[Excerpts of pointing data]

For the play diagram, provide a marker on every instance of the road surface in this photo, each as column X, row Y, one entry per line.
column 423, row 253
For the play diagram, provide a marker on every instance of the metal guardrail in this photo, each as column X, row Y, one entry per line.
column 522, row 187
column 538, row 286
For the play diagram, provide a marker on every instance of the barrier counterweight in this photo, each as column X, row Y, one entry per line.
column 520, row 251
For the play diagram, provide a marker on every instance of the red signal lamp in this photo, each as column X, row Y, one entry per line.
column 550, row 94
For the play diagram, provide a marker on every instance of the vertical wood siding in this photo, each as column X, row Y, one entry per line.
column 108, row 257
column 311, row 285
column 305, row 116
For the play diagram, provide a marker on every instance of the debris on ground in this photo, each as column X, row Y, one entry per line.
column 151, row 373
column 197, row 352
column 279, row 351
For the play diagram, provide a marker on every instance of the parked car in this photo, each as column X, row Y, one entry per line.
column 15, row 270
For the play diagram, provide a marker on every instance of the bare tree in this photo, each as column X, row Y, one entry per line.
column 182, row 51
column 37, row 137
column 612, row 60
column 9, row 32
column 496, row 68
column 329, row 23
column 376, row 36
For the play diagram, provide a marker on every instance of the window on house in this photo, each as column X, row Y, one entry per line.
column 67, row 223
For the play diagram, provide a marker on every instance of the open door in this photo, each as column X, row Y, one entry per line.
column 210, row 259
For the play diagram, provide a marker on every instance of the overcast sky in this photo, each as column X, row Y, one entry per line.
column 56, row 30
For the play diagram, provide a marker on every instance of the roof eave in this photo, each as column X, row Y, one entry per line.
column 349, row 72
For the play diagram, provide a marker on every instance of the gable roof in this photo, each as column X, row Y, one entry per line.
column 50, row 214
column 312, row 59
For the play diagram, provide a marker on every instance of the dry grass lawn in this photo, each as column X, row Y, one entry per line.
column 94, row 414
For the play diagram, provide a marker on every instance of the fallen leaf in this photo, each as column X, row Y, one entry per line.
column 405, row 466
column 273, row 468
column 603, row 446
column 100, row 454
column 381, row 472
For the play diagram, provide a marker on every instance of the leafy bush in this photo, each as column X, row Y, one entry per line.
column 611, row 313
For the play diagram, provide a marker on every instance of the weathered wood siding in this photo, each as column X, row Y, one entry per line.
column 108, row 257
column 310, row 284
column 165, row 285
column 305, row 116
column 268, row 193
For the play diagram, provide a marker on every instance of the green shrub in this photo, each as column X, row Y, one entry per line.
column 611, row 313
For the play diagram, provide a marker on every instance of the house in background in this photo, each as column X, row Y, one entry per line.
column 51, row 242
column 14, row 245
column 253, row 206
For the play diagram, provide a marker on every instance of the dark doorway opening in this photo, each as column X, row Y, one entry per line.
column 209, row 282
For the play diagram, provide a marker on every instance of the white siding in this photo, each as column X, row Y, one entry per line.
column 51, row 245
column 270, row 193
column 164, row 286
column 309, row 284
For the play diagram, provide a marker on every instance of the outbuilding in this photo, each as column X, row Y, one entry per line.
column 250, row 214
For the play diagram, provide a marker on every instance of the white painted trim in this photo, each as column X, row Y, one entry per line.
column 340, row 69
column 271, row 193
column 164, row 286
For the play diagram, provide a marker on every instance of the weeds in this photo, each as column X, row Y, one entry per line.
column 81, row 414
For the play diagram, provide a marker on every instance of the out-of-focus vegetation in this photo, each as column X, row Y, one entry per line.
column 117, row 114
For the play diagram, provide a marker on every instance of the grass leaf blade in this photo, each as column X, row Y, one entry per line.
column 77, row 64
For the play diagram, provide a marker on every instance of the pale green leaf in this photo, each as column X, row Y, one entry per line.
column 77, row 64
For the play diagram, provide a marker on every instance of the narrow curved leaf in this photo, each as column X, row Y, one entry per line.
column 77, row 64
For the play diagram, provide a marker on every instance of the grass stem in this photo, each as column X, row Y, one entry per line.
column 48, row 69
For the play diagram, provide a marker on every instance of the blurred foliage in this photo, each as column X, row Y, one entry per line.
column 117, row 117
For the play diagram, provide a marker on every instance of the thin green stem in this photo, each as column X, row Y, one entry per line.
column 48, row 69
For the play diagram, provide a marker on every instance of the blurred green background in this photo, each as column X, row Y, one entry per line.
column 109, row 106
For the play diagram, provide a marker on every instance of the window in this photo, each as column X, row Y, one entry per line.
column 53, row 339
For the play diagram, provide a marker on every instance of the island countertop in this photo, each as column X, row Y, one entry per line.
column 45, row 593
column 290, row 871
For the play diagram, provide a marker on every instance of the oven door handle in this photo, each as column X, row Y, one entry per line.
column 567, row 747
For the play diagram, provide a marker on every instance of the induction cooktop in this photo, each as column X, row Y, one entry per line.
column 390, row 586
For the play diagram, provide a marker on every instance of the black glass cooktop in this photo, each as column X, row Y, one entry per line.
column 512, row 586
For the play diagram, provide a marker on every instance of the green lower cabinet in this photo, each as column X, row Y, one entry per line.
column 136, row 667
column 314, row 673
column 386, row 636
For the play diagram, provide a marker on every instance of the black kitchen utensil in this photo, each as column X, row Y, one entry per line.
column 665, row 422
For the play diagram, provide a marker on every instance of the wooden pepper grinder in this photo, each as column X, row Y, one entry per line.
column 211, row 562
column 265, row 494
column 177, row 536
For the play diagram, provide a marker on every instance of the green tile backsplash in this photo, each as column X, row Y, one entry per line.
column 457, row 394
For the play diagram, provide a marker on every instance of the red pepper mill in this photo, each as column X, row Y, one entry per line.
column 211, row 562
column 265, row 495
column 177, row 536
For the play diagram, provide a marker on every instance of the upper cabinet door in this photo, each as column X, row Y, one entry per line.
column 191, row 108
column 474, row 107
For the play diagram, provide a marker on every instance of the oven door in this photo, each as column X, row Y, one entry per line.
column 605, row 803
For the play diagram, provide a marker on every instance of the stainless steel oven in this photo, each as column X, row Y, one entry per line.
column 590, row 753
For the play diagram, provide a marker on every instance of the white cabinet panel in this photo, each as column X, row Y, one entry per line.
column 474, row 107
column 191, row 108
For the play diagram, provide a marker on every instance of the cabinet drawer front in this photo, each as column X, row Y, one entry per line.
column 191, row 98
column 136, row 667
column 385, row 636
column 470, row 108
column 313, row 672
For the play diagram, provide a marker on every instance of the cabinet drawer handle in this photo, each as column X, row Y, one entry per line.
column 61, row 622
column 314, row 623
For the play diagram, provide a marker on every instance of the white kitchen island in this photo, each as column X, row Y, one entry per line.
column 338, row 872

(BRIEF)
Your task is to output all of the data above word for word.

(SOLUTION)
For the play diagram, provide a marker on every instance of the road surface in this photo, each as column X, row Y, one entry per line.
column 423, row 253
For the play diagram, provide a marker on every instance of the metal guardrail in this photo, each as column X, row Y, one entry per line.
column 522, row 187
column 538, row 286
For the play diagram, provide a marker on every instance of the barrier counterweight in this photo, each as column X, row Y, one entry per line.
column 520, row 251
For the play diagram, provide a marker on every instance of the red signal lamp in this photo, each as column X, row Y, one entry per line.
column 550, row 94
For the play diagram, provide a marker on every instance of the vertical wood siding in this photo, each as column X, row Y, one entry per line.
column 108, row 257
column 311, row 285
column 305, row 116
For the play diagram, provide a marker on every instance of the debris on ground in this photo, each as column X, row Y, one entry per line.
column 151, row 373
column 197, row 352
column 279, row 351
For the play diagram, provide a marker on every instance of the parked car in this photo, each as column X, row Y, one entry per line.
column 15, row 270
For the play diagram, provide a marker on every instance of the bare tree in this photo, each as column X, row Y, one entry per line.
column 182, row 51
column 37, row 137
column 612, row 60
column 9, row 32
column 496, row 68
column 329, row 23
column 376, row 36
For the play diagram, provide a marker on every instance of the window on house in this photo, each as column X, row Y, one entry per line.
column 67, row 223
For the play diagram, provide a marker on every instance of the open door in this photo, each as column X, row Y, one entry per line.
column 210, row 259
For the play diagram, provide a marker on every instance of the overcast sky in this photo, each as column X, row Y, one entry per line.
column 56, row 30
For the play diagram, provide a marker on every instance of the roof eave in this photo, each as column X, row Y, one entry per line.
column 349, row 72
For the play diagram, provide a marker on every instance of the gable roof in this photo, each as column X, row Y, one entry per line.
column 50, row 214
column 312, row 59
For the play diagram, provide a marker on every instance of the dry grass lawn in this photo, each as column X, row Y, one entry per line.
column 94, row 414
For the play diagram, provide a marker on every instance of the fallen leaf in this photo, each as column X, row Y, one entry per line.
column 405, row 466
column 273, row 468
column 603, row 446
column 100, row 454
column 381, row 472
For the play diagram, provide a marker on every instance of the leafy bush in this photo, each as column X, row Y, one entry per line.
column 611, row 313
For the play diagram, provide a marker on every instance of the weathered wood siding in this photo, each as column X, row Y, one entry per line.
column 108, row 257
column 310, row 284
column 165, row 285
column 305, row 116
column 268, row 193
For the play diagram, provide a marker on every instance of the green shrub in this photo, each as column X, row Y, one entry per line.
column 611, row 313
For the play diagram, provide a marker on every instance of the house in background in this photo, each as column X, row Y, one entry per line.
column 51, row 242
column 14, row 245
column 253, row 206
For the play diagram, provide a marker on every instance of the dark doorway opening in this photo, each as column X, row Y, one entry per line.
column 209, row 282
For the play diagram, provide a marker on every instance of the white siding in this photo, each as column X, row Y, one entry per line.
column 51, row 245
column 270, row 193
column 164, row 286
column 309, row 284
For the play diagram, provide a marker on every instance of the outbuilding in this photo, each as column X, row Y, one entry per line.
column 250, row 214
For the play diagram, provide a marker on every instance of the white painted trim in this photo, each as column X, row Y, one entry per line.
column 340, row 69
column 271, row 193
column 164, row 286
For the play diagram, provide a marker on every instance of the weeds in this photo, each as column X, row Y, one entry per line.
column 81, row 414
For the play diagram, provide a marker on every instance of the out-of-focus vegetation in this photo, each as column X, row Y, one entry per line.
column 117, row 114
For the play diagram, provide a marker on every instance of the grass leaf blade in this photo, each as column X, row Y, one entry per line.
column 77, row 64
For the play diagram, provide a marker on every instance of the pale green leaf in this photo, each as column X, row Y, one entry per line.
column 77, row 64
For the play diagram, provide a marker on every instance of the narrow curved leaf in this photo, each as column X, row Y, one entry per line.
column 77, row 64
For the play diagram, provide a marker on every instance of the grass stem in this photo, each as column X, row Y, one entry per line.
column 48, row 69
For the play diagram, provide a marker on every instance of the blurred foliage in this photo, each as column X, row Y, one entry per line.
column 117, row 117
For the play diagram, provide a marker on every instance of the thin green stem in this photo, each as column X, row Y, one entry per line.
column 48, row 69
For the play diagram, provide a marker on every instance of the blurred green background in this photo, each as column X, row Y, one entry per line.
column 109, row 106
For the play diagram, provide a marker on every instance of the window in this photo, each as column X, row Y, one entry per line.
column 53, row 339
For the play diagram, provide a marker on every instance of the island countertop in this photo, each as column X, row Y, one entry per line.
column 45, row 593
column 290, row 871
For the play diagram, provide a marker on every instance of the oven door handle in this photo, each as column X, row Y, one entry per line.
column 567, row 747
For the play diagram, provide a marker on every instance of the induction cooktop in this photo, each as column X, row Y, one entry per line.
column 390, row 586
For the play diagram, provide a marker on every instance of the black glass cooktop in this photo, each as column X, row Y, one entry per line.
column 512, row 586
For the play diagram, provide a marker on every instance of the green lower cabinet in this photo, each as column X, row Y, one entry per line.
column 136, row 667
column 314, row 673
column 386, row 636
For the play diagram, provide a marker on every instance of the black kitchen utensil in this photo, each as column X, row Y, one entry per line.
column 665, row 422
For the play diagram, provide a marker on every instance of the wooden pepper grinder in this photo, each as column X, row Y, one entry per line.
column 211, row 562
column 265, row 494
column 177, row 536
For the play diagram, provide a marker on every instance of the green tile backsplash in this photo, each as column X, row Y, one entry per line.
column 457, row 394
For the play diagram, provide a marker on every instance of the red pepper mill in this photo, each as column X, row Y, one entry per line.
column 211, row 562
column 265, row 495
column 177, row 536
For the play diagram, provide a marker on every instance of the upper cabinet door in this photo, each as column X, row Y, one entry per line.
column 191, row 108
column 474, row 107
For the play diagram, provide a marker on every instance of the oven door in this photo, each as column X, row Y, one entry per line.
column 605, row 803
For the play diagram, provide a marker on every instance of the stainless steel oven in this photo, each as column X, row Y, one entry per line.
column 590, row 753
For the play diagram, provide a marker on every instance of the white cabinet panel in this photo, each as column X, row Y, one entry per line.
column 474, row 107
column 191, row 108
For the play diagram, provide a marker on every instance of the cabinet drawer front in this photo, each as column X, row Y, one entry per line.
column 191, row 98
column 136, row 667
column 385, row 636
column 470, row 108
column 313, row 672
For the play diagram, provide a marker on every instance of the cabinet drawer handle in this photo, each as column X, row Y, one entry per line.
column 61, row 622
column 314, row 623
For the play diagram, provide a marker on every instance of the white kitchen island in this photo, each as column X, row Y, one entry per line.
column 338, row 872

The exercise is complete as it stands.